→ **Фрагмент документа**
◇ ◇ ◇ ◇
Верочка - привет!!! Как же не помнить самую красивую женщину Калмыкии.(Владимиру очень крупно повезло...). Где вы сейчас? Писать лучше в "личные сообщения".

----------


## skanderbek

Петрович! моя аська 494705491

----------


## pilot51

Я не работаю с "аськой". Можно общаться по "Скайпу", мой ник: pilotpilot73
 А можно на mail.ru там я тоже есть, по нему ещё удобнее, регистрируешься, устанавливаешь майл.ру агент и все проблемы, там немало "наших".

----------


## skanderbek

Юрий Петрович!! Личка отключена.. iskevera@mail.ru,в  mail.ru агенте я -"хемуля"
◇ ◇ ◇ ◇
→ **Фрагмент данных**
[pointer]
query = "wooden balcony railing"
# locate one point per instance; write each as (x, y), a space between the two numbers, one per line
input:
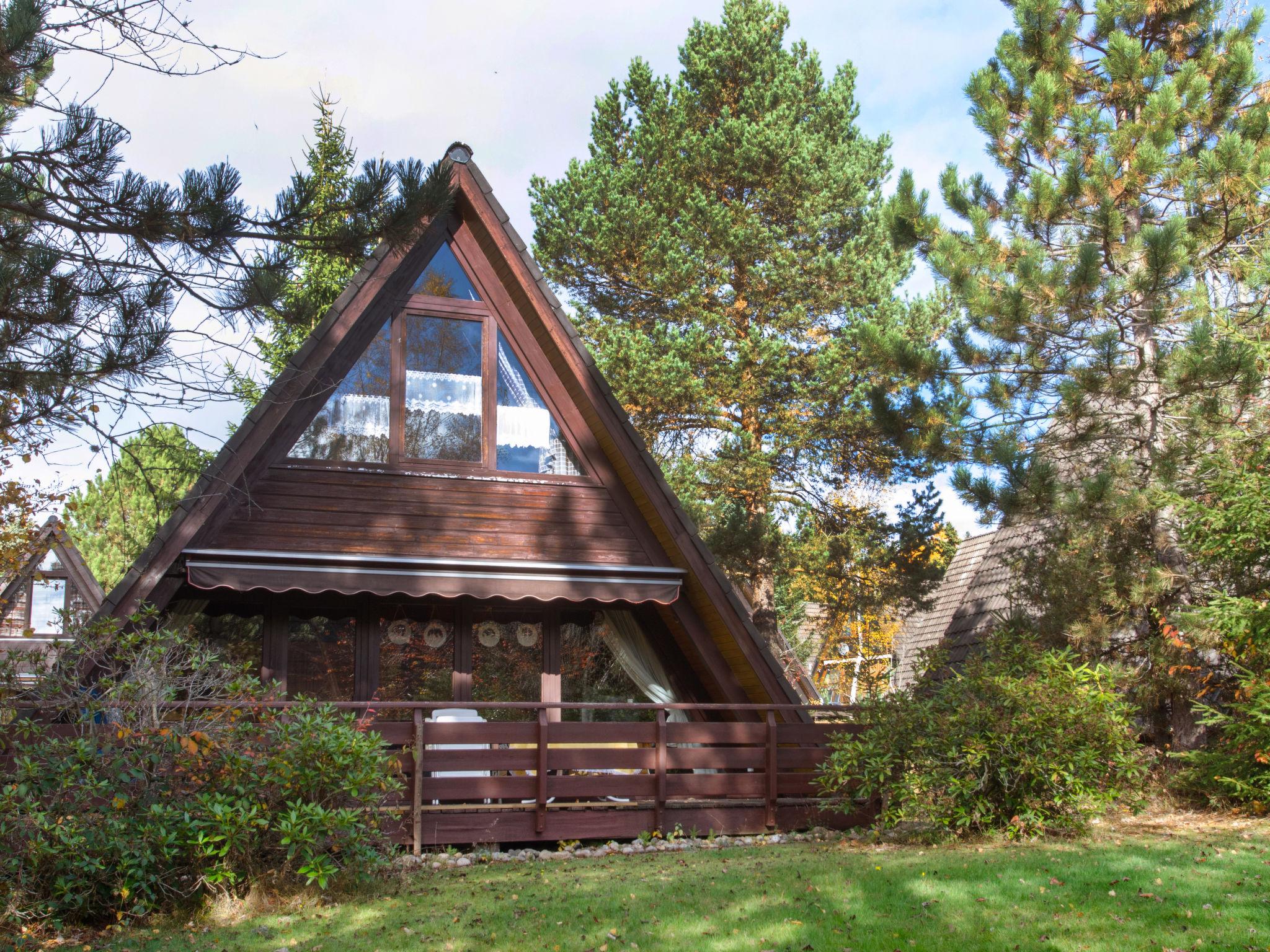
(549, 777)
◇ ◇ ◇ ◇
→ **Задания**
1. Выпишите из фрагмента документа все имена и отчества, которыми участники называют людей. Ники участников в список не включайте.
2. Что, по словам skanderbek во фрагменте документа, произошло с личкой?

→ **Ответы к заданиям**
1. Верочка, Владимир, Петрович, Юрий Петрович

2. Личка отключена.